WORK INSTRUCTIONS:
All entries are to be quoted exactly; the images stay out of the copy.
--- START OF DATASET RECORDS ---
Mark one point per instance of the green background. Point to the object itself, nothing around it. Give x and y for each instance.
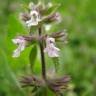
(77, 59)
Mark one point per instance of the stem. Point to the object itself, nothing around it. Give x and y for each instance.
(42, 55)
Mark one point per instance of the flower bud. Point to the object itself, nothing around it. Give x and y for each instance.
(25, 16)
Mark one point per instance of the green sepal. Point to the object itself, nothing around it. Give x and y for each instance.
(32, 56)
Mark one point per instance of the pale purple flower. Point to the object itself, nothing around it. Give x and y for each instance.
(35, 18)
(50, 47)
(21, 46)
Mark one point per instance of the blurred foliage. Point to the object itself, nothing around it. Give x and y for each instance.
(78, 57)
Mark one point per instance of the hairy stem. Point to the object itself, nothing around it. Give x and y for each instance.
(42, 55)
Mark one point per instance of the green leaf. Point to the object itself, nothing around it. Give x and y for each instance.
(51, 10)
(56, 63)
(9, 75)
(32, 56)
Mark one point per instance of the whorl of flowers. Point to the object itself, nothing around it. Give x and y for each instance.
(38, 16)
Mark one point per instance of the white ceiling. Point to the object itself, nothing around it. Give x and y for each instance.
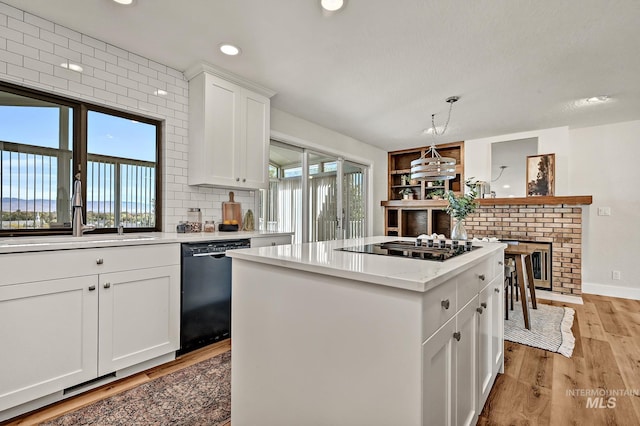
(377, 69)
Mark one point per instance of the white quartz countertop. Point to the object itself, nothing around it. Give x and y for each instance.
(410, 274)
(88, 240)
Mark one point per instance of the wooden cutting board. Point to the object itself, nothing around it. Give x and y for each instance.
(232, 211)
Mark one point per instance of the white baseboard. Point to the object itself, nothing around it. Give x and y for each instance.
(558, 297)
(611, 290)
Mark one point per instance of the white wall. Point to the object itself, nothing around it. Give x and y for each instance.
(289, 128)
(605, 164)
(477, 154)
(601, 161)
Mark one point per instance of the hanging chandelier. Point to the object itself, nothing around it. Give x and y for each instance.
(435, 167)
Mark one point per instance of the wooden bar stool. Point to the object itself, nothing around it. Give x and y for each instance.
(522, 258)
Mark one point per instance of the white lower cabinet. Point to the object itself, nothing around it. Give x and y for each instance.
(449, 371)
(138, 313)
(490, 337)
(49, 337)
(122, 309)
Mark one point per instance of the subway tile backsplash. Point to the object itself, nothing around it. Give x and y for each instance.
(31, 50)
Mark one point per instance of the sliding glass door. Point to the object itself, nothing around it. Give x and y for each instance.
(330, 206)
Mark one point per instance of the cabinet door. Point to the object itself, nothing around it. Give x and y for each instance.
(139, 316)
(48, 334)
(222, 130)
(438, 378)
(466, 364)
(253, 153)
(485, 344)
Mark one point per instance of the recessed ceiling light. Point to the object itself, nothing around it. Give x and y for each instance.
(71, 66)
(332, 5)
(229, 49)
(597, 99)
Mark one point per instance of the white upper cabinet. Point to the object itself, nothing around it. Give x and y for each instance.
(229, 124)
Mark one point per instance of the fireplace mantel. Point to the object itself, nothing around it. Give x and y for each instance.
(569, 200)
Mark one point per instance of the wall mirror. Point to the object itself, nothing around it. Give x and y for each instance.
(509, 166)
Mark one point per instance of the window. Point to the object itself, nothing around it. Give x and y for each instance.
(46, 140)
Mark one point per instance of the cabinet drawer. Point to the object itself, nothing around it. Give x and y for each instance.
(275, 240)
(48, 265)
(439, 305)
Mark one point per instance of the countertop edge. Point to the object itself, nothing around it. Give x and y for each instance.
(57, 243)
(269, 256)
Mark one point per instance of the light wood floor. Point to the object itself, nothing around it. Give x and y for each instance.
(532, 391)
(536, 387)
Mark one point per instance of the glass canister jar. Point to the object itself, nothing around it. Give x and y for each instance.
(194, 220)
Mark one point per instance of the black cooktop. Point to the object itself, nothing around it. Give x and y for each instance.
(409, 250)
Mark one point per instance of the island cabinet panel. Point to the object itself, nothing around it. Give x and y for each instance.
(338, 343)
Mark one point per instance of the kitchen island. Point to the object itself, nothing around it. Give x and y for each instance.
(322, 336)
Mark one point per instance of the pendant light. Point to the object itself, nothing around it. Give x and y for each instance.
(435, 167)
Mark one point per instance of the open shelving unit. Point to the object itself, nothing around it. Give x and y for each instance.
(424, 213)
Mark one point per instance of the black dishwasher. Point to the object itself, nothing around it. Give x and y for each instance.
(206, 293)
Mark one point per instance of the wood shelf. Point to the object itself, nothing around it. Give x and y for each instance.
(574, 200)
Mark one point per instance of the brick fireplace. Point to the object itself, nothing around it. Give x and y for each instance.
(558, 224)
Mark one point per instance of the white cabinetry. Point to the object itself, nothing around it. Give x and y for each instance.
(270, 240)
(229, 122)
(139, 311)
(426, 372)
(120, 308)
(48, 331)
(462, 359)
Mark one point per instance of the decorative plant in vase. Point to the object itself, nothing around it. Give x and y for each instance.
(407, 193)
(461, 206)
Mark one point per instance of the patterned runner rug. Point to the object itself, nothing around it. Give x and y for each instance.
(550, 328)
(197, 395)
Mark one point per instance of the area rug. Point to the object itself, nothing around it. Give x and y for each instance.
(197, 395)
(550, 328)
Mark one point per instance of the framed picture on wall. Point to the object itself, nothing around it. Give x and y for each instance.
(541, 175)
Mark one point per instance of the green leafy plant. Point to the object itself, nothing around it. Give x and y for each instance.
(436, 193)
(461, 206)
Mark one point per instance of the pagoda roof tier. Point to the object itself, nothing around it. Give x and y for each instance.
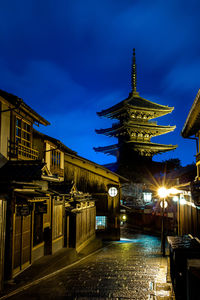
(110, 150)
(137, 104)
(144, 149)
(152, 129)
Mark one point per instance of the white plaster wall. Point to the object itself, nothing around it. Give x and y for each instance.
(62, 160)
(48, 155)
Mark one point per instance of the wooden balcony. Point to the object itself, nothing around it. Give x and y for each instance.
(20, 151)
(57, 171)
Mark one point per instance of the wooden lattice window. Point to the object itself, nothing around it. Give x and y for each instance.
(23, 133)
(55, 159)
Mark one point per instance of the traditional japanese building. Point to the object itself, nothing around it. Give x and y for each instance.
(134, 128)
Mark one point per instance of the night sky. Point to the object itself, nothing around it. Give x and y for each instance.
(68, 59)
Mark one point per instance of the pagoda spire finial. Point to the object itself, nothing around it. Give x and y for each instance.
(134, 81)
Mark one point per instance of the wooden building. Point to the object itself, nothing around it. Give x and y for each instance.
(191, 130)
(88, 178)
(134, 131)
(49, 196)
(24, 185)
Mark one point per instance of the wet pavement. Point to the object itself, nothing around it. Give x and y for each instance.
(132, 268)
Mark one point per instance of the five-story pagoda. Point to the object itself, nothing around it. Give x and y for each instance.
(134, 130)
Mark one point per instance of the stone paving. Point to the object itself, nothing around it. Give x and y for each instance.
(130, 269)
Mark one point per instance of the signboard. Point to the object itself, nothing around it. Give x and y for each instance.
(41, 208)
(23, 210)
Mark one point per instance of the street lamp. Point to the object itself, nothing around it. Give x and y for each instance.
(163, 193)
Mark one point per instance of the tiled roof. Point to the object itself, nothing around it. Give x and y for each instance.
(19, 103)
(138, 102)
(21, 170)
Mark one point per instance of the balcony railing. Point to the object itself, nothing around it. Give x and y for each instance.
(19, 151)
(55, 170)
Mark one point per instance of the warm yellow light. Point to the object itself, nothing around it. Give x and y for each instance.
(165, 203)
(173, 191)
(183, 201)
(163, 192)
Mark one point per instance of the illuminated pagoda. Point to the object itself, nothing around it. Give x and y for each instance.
--- END OF DATASET RECORDS ---
OUTPUT FOR THIS EXERCISE:
Mark one point per instance of the green background. Point to the object itself, nothing around it. Give x and y for each instance.
(77, 59)
Mark one point per instance of the stem. Point to the object itself, nothing around it. Give x and y for each instance.
(42, 55)
Mark one point per instance of the flower bud. Point to the object itself, nothing around it. Give x and y for each instance.
(25, 16)
Mark one point per instance of the green sepal. Point to the object itself, nothing around it. Give x and y for each instance.
(32, 56)
Mark one point per instance of the pale purple flower. Point to the object itself, nothing around it. Give x and y for each instance.
(35, 18)
(50, 47)
(21, 46)
Mark one point per instance of the blurred foliage. Point to the object itself, nothing around it. Give x and y for each instance.
(78, 57)
Mark one point per instance of the hairy stem. Point to the object itself, nothing around it. Give x and y for each instance.
(42, 55)
Mark one point per instance of the green leaf. Point to the object itself, nothing around it. Give x and y for each instance.
(51, 10)
(56, 63)
(9, 75)
(32, 56)
Mark one point per instance of the whorl of flowers. Point to the object itself, nothing around it. Give x and y for each instance.
(38, 16)
Mark one point per instance of the white ceiling. Point to the object itself, nothing around it. Give x and y for each instance.
(377, 69)
Mark one point per instance of the white quartz countertop. Point to the object itself, nothing around it. Give x and y for each instance.
(410, 274)
(88, 240)
Mark one point per instance of the wooden cutting board. Point to the object itself, nothing around it. Give x and y for each instance.
(232, 211)
Mark one point per instance of the white baseboard. Point to the object itself, nothing around it. Give x and y for each instance.
(558, 297)
(611, 290)
Mark one point per instance of the white wall. Point to the object itself, nothing around it. Give x and y for each instance.
(289, 128)
(605, 164)
(477, 154)
(601, 161)
Mark one point per instance of the hanging chandelier. Point to the object itself, nothing around it. Give x and y for each instance.
(435, 167)
Mark one point per instance of the wooden bar stool. Point to the object itself, nothing around it. Give x and y for each instance.
(522, 258)
Mark one point per instance of the white lower cabinet. Point to the object itself, nothing around it. Give x and y for each instance.
(449, 371)
(138, 313)
(490, 337)
(49, 337)
(122, 309)
Mark one point per instance of the subway tile backsplash. Point to the object itself, nothing around it. Give x and y for each instance.
(31, 50)
Mark one point per instance of the sliding glass door. Point to the object itself, nothing around it. Give x and y for each instance.
(330, 206)
Mark one point per instance of the cabinet door. Point to the object itself, nothing around it. Give x and y for each instance.
(139, 316)
(48, 334)
(222, 130)
(438, 378)
(466, 364)
(253, 153)
(485, 344)
Mark one point per instance of the recessed ceiling light. Point to the object itself, nothing around it. Give x and y for each instance.
(71, 66)
(332, 5)
(229, 49)
(597, 99)
Mark one point per instance of the white upper cabinet. Point to the object itself, nothing around it. Give x and y for each instance.
(229, 124)
Mark one point per instance of the fireplace mantel. Point to the object itself, nothing around it. Give x and y for each instance.
(569, 200)
Mark one point per instance of the wall mirror. Point to the object itself, nothing around it. Give x and y for each instance.
(509, 166)
Mark one point per instance of the window. Point to the object itself, nothing around it. Give x and y for each instance.
(46, 140)
Mark one point per instance of the cabinet drawer. Point to the object itself, nothing around it. Give x and y for each instance.
(275, 240)
(48, 265)
(439, 305)
Mark one point per instance of the countertop edge. Point to the object itself, nothing around it. Give x and y for each instance.
(57, 243)
(269, 256)
Mark one point per instance of the light wood floor. Point to the object itself, nothing around it. Give x and y for each instance.
(532, 391)
(536, 387)
Mark one point per instance of the glass canister jar. Point to the object itself, nothing around it. Give x and y for each instance.
(194, 220)
Mark one point per instance of the black cooktop. Point to the object itself, nothing around it. Give x and y for each instance.
(409, 250)
Mark one point per instance of the island cabinet panel. Point to the object itself, nothing around it. Give x and y for each instance.
(338, 343)
Mark one point per instance of the kitchen island. Point to the object itself, nothing around it. Give x and y for each instance.
(322, 336)
Mark one point per instance of the pendant light. Point to the object itself, nothing around it. Give x and y for each instance.
(435, 167)
Mark one point per instance of the open shelving unit. Point to the object itself, nothing around it. Give x and y for each instance.
(424, 213)
Mark one point per instance of the black dishwasher. Point to the object itself, nothing around it. Give x and y for each instance.
(206, 293)
Mark one point per instance of the wood shelf. Point to the object itself, nothing around it. Give x and y for each instance.
(574, 200)
Mark one point per instance of the brick fireplace. Point to the object itself, nothing around it. Give x and y for each instance.
(558, 224)
Mark one point per instance of the white cabinetry. Point to the object itself, nothing around it. Give x and y for each instance.
(270, 240)
(229, 122)
(139, 311)
(426, 372)
(120, 308)
(48, 331)
(462, 359)
Mark one point per instance of the decorative plant in vase. Point to the object itself, nothing around it. Give x and y for each instance.
(407, 193)
(461, 206)
Mark one point per instance of the patterned runner rug. Point to the object itself, nothing around it. Give x and y for each instance.
(550, 328)
(197, 395)
Mark one point per instance of the area rug. Point to the object itself, nothing around it. Give x and y for each instance.
(197, 395)
(550, 328)
Mark one point per instance of the framed picture on wall. Point to the object itself, nothing around it. Give x and y for each instance.
(541, 175)
Mark one point per instance of the green leafy plant. Point to the object itself, nothing around it. Give x and y for each instance.
(436, 193)
(461, 206)
Mark one point per instance of the pagoda roof tier. Point to the object itself, nothing around it. Give x and y for each instance.
(110, 150)
(137, 104)
(144, 149)
(152, 129)
Mark one point per instance of the white plaster wall. Point to the object itself, nothing around it. Give x and y for each instance.
(62, 160)
(48, 155)
Mark one point per instance of the wooden balcony. Point to the object itself, nothing around it. Give x and y for each instance.
(20, 151)
(57, 171)
Mark one point per instance of the wooden lattice window. Point to the object itself, nothing around it. Give x and y for each instance.
(23, 133)
(55, 159)
Mark one point per instance of the traditional japanese building. Point to the object itself, nothing around it. Give x and y for each instance.
(134, 128)
Mark one point per instance of the night sky. Point to the object itself, nothing around it. Give x and y for each instance.
(68, 59)
Mark one point per instance of the pagoda spire finial. Point to the object itself, nothing around it. Give x and y for each instance.
(134, 81)
Mark one point per instance of the wooden building. Point to the object itself, nothing around it. Give x and y for each instance.
(191, 130)
(88, 178)
(134, 131)
(49, 196)
(24, 185)
Mark one point per instance of the wet pavement. Point to the object itself, nothing around it. Give x and y for each instance.
(132, 268)
Mark one point per instance of the five-story pagoda. Point to the object itself, nothing around it. Give x and y for each instance.
(134, 130)
Mark one point per instance of the stone paving. Point to the object itself, nothing around it. Give x and y for each instance.
(130, 269)
Mark one point per instance of the signboard. Point to the object itself, nothing around it. Give x and y for each instance.
(41, 208)
(23, 210)
Mark one point per instance of the street lamp. Point to the object itself, nothing around it. Give x and y for each instance.
(163, 193)
Mark one point per instance of the tiled roof. Point to the object itself, nothing around it. Give x and y for each instance.
(19, 103)
(138, 102)
(21, 170)
Mark one point per instance of the balcony railing. Point to the object itself, nothing around it. Give x and y for each instance.
(19, 151)
(55, 170)
Mark one point per instance of the warm yellow light. Point to the object itself, nothing around it. Give x and y for each instance.
(165, 203)
(173, 191)
(183, 201)
(163, 192)
Mark one point per instance of the illuminated pagoda. Point to the object itself, nothing around it. Give x and y for each instance.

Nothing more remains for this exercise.